### Exercise
Repeat the data in full. No line may differ from the original.

### Available data

:::::

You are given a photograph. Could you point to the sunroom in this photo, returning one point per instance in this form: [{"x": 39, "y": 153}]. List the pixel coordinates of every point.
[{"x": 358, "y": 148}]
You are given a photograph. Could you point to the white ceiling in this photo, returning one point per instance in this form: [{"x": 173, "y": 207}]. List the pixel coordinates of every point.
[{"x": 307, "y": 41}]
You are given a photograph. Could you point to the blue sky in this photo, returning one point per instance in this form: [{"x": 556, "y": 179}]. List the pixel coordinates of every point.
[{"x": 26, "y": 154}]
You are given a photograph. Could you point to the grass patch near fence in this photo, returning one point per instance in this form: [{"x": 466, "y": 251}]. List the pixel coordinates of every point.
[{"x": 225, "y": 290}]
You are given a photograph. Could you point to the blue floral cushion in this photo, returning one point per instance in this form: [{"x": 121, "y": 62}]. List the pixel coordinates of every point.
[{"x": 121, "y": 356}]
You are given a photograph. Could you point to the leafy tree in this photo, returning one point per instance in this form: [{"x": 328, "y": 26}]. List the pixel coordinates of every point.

:::::

### Response box
You are given a photograph. Could you point to the sunroom in this photo, returning one point per instance in this form: [{"x": 39, "y": 153}]. List the pixel coordinates of every point.
[{"x": 358, "y": 148}]
You are given a photograph. Could you point to the white ceiling in this photo, returning one point per instance in this form: [{"x": 173, "y": 207}]. List the pixel coordinates of every point.
[{"x": 307, "y": 41}]
You are given a photograph. Could you point to the blue sky in this photo, returning one point per instance in this form: [{"x": 556, "y": 179}]. List the pixel coordinates of every point.
[{"x": 26, "y": 154}]
You are given a photograph. Could you point to the grass patch near fence in this photo, returning one point per instance in this form: [{"x": 466, "y": 251}]. List the pixel coordinates of every point.
[{"x": 225, "y": 290}]
You are given a photograph. Could you point to the blue floral cushion in this photo, returning one point per instance in this form: [{"x": 121, "y": 62}]. List the pixel coordinates of every point.
[{"x": 121, "y": 356}]
You are given a photograph. Could you point to the leafy tree in this photo, returning one point per instance in this form: [{"x": 328, "y": 26}]. List the pixel coordinates of every point.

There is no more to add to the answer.